_GIVEN TEXT_
********************
Federal update: DOJ partially rescheduled medical cannabis to Schedule III (April 28, 2026 final order). State-licensed medical operators may apply for expedited DEA registration through June 27, 2026; DEA hearing on full rescheduling set for June 29, 2026.

New River Gorge — Federal-Land Identity and Cannabis Friction

The New River Gorge National Park and Preserve, designated America’s 63rd National Park on December 27, 2020, is West Virginia’s signature visual landmark and a defining piece of the Mountain State’s outdoor identity. Whitewater rafting on the New and Gauley Rivers, BASE jumping on Bridge Day (every third Saturday of October), the Highland Scenic Highway, the Monongahela National Forest, and the broader Allegheny outdoor-recreation economy underpin West Virginia’s "Wild & Wonderful" tourism brand. Cannabis remains prohibited on all federal land — including the New River Gorge National Park — even with a West Virginia OMC medical card, under 36 CFR § 2.35. The outdoor identity is one of the strongest counter-narratives to coalfield-decline framing, and is increasingly relevant in cannabis-tourism debates as Maryland and Ohio adult-use legalize next door.

Last verified: May 2026

The 63rd National Park — A 2020 Federal Designation

On December 27, 2020, the Consolidated Appropriations Act, 2021 redesignated the New River Gorge National River (a National Park Service unit since 1978) as the New River Gorge National Park and Preserve, the 63rd unit of the U.S. National Park System with full "National Park" classification. The redesignation was sponsored by then-Sens. Joe Manchin (D-WV) and Shelley Moore Capito (R-WV) and Rep. Carol Miller (R-WV). The park covers approximately 72,808 acres across Fayette, Raleigh, and Summers Counties, with the park (53,000+ acres) carved out of the existing National River boundary and the surrounding 65,000+ acres designated as preserve land permitting hunting.

The New River itself is, paradoxically, one of the oldest rivers on Earth (geologists estimate 65-300 million years old, predating the Appalachian Mountains it cuts through). The river flows north through the Appalachians, the only major U.S. river with that orientation. The New River Gorge Bridge, completed in 1977, was for nearly 30 years the longest single-arch steel bridge in the world; it remains the longest in the Western Hemisphere at 3,030 feet.

Bridge Day and the Outdoor Tourism Economy

Bridge Day — held every third Saturday of October at the New River Gorge Bridge in Fayetteville — is the single largest BASE jumping event in the world and one of the largest annual gatherings in West Virginia. Hundreds of BASE jumpers leap from the 876-foot bridge deck into the gorge below, drawing tens of thousands of spectators. The Bridge Day Commission and the Fayette County government coordinate the closure of one travel direction of U.S. 19 across the bridge for the event.
********************
_Saved entries_
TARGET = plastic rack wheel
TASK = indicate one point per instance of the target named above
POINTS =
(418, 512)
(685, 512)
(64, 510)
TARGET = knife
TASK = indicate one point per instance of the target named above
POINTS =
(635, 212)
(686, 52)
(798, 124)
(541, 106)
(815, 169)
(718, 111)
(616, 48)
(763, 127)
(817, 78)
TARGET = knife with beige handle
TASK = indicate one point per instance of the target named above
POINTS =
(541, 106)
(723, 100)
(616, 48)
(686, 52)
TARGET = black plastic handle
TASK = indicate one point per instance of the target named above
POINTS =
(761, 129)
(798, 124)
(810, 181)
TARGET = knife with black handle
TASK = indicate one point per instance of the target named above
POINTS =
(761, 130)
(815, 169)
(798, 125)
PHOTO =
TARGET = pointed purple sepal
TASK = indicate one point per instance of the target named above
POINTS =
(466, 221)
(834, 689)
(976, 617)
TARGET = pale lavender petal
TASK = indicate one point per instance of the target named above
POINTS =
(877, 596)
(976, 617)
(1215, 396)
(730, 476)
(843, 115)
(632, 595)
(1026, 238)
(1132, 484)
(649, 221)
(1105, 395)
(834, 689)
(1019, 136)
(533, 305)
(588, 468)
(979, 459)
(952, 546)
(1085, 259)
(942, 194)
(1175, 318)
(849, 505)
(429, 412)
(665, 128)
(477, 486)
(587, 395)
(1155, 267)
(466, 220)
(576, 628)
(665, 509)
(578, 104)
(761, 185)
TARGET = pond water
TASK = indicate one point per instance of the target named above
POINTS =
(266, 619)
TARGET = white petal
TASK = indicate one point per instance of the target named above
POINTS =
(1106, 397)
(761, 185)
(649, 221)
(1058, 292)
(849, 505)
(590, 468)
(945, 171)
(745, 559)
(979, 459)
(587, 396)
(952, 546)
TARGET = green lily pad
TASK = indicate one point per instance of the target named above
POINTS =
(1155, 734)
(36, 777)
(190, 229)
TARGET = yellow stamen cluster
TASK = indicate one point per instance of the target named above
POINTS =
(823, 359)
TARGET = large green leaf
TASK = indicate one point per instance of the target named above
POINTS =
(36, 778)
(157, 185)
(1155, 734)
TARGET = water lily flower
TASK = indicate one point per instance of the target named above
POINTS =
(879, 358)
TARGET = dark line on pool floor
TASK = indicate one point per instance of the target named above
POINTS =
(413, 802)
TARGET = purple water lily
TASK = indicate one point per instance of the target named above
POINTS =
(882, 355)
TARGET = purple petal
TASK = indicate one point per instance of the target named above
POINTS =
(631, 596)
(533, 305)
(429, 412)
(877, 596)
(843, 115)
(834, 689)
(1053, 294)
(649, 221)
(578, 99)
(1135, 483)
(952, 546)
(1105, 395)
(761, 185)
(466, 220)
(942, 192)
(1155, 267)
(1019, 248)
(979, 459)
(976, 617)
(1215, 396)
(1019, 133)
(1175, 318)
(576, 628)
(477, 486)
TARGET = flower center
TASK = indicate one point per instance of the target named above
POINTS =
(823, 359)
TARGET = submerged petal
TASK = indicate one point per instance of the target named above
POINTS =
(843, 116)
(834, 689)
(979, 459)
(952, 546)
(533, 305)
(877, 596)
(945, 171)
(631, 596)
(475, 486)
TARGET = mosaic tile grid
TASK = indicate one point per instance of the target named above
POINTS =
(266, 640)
********************
_TASK INSTRUCTIONS_
• 1. Reproduce the stretch of the New River Gorge text from "The 63rd National" through "land permitting hunting.", switching "redesignated" to "reclassified".
• 2. Using the New River Gorge text, answer each question briefly.
(a) In what year was the New River Gorge Bridge completed?
(b) Under which regulation is cannabis prohibited on federal land?
(c) How high is the bridge deck from which BASE jumpers leap on Bridge Day?
Rely solely on the New River Gorge text to complete the work.

_EXPECTED OUTPUTS_
• 1.
The 63rd National Park — A 2020 Federal Designation

On December 27, 2020, the Consolidated Appropriations Act, 2021 reclassified the New River Gorge National River (a National Park Service unit since 1978) as the New River Gorge National Park and Preserve, the 63rd unit of the U.S. National Park System with full "National Park" classification. The redesignation was sponsored by then-Sens. Joe Manchin (D-WV) and Shelley Moore Capito (R-WV) and Rep. Carol Miller (R-WV). The park covers approximately 72,808 acres across Fayette, Raleigh, and Summers Counties, with the park (53,000+ acres) carved out of the existing National River boundary and the surrounding 65,000+ acres designated as preserve land permitting hunting.

• 2.
(a) 1977
(b) 36 CFR § 2.35
(c) 876 feet